● **What the task asks**: Without leaving anything out, print every line of the data.

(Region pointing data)
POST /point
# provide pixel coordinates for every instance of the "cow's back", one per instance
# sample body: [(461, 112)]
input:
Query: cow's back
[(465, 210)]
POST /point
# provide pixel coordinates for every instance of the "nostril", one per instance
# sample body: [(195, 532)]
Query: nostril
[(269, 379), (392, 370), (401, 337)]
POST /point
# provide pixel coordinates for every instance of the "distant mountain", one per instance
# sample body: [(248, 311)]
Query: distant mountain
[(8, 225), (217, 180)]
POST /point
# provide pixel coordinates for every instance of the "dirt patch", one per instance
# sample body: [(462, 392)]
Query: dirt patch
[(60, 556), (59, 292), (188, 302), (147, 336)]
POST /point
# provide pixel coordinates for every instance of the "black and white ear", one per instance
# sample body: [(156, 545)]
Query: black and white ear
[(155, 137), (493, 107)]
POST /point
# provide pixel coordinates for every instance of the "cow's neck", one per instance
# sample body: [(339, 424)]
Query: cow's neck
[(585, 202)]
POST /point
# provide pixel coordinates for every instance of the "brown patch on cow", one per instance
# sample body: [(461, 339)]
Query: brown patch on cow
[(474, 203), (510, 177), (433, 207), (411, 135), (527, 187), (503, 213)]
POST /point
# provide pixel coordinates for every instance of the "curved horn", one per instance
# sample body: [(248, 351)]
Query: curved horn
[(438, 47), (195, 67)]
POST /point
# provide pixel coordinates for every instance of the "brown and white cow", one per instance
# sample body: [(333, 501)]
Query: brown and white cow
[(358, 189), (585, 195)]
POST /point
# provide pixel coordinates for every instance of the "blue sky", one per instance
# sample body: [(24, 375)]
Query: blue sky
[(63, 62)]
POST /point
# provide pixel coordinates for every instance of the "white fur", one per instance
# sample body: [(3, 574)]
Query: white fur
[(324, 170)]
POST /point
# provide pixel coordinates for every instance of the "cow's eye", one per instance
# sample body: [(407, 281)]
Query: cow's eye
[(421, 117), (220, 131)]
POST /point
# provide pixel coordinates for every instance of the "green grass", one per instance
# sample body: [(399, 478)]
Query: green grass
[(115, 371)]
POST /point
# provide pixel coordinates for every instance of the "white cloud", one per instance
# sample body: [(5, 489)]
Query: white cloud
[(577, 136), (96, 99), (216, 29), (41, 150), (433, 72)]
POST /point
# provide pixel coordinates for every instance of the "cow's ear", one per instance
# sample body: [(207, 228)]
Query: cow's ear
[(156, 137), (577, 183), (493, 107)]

● **Answer**:
POST /point
# provide pixel coordinates for every instance of the "cow's back", one per instance
# sample body: [(461, 112)]
input:
Query: cow's back
[(465, 210)]
POST /point
# provide pixel coordinates for every instance of the "nostril", one per instance
# sample body: [(195, 532)]
Query: nostril
[(269, 379), (392, 370), (401, 337)]
POST /point
# provide pixel coordinates for every instance of the "distant mountain", one per instance
# sample body: [(248, 311)]
Query: distant mountain
[(8, 225), (217, 180)]
POST /point
# provide pixel coordinates for every instance of the "dirt patch", one per instance
# sample body: [(462, 392)]
Query: dirt patch
[(60, 556), (59, 292), (188, 302), (147, 336)]
POST /point
# provide pixel coordinates for every instance of the "black and white ear", one per instance
# sample body: [(156, 545)]
Query: black and white ear
[(155, 137), (493, 107)]
POST /point
# provide pixel coordinates for every instance of the "cow's neck", one per instance
# sample body: [(339, 424)]
Query: cow's neck
[(585, 202)]
POST /point
# provide pixel coordinates for every instance of the "brown patch on cow", one per instance
# sample body: [(461, 339)]
Query: brown patch on cow
[(474, 203), (510, 177), (433, 207), (411, 135), (527, 187), (503, 213)]
POST /point
# provide pixel coordinates for every instance of the "curved horn", one per instance
# sample body: [(248, 351)]
Query: curved horn
[(438, 47), (195, 67)]
POST /point
# provide pixel coordinates for every instance of the "brown and white cow", one per instance
# sample body: [(333, 501)]
Query: brown and white cow
[(358, 189), (585, 195)]
POST /point
# provide pixel coordinates for every instance of the "blue sky", one per instance
# sample body: [(24, 375)]
Query: blue sky
[(63, 62)]
POST /point
# provide pixel coordinates for every instance of the "white fur", one per instance
# sample body: [(3, 574)]
Query: white fur
[(324, 170)]
POST /point
# provide pixel coordinates for every instance of the "cow's eye", one per instance
# sample body: [(407, 281)]
Query: cow's eye
[(421, 117), (220, 131)]
POST /point
# provide pixel coordinates for every instance of the "green grass", one per instance
# sample body: [(399, 478)]
Query: green grass
[(115, 371)]
POST /point
# provide pixel coordinates for every instance of the "white cloud", one per instance
# sample body: [(5, 489)]
Query: white cloud
[(577, 136), (96, 99), (216, 29), (41, 150), (433, 72)]
POST /point
# provide pixel coordinates for every instance of the "cow's ear", one per instance
# sample body: [(207, 228)]
Query: cow's ear
[(156, 137), (577, 183), (493, 107)]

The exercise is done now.